- PROBLEM TO WORK ON:
An acceptable response holds only the line containing "the river water" and every line after it to the end of the records, each reproduced exactly.

- STUDY MATERIAL:
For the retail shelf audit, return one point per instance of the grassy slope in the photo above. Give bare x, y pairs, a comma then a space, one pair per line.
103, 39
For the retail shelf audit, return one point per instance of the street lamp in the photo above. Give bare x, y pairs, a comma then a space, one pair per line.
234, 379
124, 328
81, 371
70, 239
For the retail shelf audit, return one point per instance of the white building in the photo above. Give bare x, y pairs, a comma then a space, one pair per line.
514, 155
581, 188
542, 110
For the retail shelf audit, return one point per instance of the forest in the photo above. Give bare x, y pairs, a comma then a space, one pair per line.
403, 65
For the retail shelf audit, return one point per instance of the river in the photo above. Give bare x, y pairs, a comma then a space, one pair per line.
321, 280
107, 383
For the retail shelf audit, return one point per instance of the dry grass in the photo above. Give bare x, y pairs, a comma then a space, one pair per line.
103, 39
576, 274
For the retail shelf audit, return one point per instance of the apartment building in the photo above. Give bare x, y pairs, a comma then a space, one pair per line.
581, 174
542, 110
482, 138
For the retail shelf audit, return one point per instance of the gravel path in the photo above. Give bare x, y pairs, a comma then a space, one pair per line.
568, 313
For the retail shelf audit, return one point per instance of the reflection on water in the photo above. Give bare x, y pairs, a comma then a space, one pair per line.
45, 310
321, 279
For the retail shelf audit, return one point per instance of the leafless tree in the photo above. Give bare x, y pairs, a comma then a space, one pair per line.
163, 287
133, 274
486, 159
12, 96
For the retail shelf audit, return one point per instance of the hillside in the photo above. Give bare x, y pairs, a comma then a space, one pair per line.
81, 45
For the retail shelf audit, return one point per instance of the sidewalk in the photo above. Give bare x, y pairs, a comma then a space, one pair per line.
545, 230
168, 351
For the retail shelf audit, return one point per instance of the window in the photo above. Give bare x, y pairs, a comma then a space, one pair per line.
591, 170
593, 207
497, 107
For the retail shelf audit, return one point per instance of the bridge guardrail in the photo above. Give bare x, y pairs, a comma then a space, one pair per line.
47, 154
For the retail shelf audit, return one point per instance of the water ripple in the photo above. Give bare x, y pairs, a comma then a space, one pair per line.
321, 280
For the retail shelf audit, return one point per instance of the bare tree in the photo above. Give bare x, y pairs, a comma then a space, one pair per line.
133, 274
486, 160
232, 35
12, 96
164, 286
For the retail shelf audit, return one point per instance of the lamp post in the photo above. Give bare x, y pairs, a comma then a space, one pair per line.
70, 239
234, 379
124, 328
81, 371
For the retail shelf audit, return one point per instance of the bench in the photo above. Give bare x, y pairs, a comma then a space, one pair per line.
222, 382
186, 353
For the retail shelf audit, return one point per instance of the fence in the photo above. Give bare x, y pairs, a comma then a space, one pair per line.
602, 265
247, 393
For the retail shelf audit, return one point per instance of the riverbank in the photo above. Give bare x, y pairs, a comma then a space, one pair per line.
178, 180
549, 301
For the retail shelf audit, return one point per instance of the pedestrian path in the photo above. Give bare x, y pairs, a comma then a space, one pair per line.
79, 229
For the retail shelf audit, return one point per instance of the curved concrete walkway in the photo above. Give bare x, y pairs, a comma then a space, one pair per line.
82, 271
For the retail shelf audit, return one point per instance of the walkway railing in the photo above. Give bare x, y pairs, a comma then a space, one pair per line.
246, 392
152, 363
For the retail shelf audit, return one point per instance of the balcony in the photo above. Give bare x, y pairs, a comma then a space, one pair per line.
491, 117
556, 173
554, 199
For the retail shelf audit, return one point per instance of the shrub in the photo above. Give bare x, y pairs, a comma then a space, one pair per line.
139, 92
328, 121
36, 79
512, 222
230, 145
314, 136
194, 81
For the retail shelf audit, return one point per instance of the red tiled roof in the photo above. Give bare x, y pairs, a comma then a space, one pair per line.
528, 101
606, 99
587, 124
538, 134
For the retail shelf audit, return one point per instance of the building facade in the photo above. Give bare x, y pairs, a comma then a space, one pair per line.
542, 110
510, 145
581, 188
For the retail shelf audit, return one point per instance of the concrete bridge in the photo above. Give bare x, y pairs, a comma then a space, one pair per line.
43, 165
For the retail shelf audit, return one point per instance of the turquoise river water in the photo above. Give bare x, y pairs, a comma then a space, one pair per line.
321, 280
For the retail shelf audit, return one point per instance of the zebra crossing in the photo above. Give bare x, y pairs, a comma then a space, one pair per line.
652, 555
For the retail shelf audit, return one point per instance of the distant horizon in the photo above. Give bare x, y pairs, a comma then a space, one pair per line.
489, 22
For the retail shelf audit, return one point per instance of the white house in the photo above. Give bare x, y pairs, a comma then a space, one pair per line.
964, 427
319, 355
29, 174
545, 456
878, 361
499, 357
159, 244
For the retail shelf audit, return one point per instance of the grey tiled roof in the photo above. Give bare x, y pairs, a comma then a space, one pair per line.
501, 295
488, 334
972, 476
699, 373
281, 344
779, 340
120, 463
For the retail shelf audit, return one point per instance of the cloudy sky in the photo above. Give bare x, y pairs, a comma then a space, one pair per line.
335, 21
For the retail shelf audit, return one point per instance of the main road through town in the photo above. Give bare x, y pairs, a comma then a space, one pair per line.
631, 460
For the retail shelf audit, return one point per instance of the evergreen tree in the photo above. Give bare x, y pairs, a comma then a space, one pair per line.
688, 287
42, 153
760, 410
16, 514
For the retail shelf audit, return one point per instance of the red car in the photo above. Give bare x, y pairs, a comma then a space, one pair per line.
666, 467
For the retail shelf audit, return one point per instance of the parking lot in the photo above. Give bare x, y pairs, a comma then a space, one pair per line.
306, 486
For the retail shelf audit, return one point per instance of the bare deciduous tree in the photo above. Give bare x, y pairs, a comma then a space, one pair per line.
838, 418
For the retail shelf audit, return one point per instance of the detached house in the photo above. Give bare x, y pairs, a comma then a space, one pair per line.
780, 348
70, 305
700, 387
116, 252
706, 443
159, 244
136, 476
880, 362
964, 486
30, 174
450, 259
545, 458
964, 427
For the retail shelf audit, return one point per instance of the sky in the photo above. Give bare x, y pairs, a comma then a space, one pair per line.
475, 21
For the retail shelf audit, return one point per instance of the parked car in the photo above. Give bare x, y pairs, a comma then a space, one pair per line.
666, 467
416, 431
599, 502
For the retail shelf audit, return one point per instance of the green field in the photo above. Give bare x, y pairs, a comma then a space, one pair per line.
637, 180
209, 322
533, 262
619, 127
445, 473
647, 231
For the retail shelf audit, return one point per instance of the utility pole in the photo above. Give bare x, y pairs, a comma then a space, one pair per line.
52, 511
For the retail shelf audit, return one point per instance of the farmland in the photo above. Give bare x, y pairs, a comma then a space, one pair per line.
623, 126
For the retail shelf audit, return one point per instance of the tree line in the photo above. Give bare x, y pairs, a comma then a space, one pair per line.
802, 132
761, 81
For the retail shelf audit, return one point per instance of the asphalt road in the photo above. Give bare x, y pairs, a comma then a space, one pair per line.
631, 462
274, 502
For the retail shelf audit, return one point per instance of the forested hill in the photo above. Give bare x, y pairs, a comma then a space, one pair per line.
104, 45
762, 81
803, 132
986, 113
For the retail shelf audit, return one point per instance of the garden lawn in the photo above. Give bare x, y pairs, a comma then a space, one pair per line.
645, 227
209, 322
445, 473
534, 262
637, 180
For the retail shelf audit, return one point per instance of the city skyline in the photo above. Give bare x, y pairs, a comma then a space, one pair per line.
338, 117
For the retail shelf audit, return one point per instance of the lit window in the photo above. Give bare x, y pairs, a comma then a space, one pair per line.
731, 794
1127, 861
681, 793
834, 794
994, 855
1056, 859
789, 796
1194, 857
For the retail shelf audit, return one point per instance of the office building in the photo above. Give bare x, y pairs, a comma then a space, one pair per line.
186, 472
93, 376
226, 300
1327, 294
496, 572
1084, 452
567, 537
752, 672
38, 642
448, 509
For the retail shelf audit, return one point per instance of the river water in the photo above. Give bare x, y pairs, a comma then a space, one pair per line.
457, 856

- REPLY TO THE TASK:
For the retail shelf audit, return one point per instance of the river water in the photo above. Give bare x, y pairs, a comma then a space, one pair per line.
457, 856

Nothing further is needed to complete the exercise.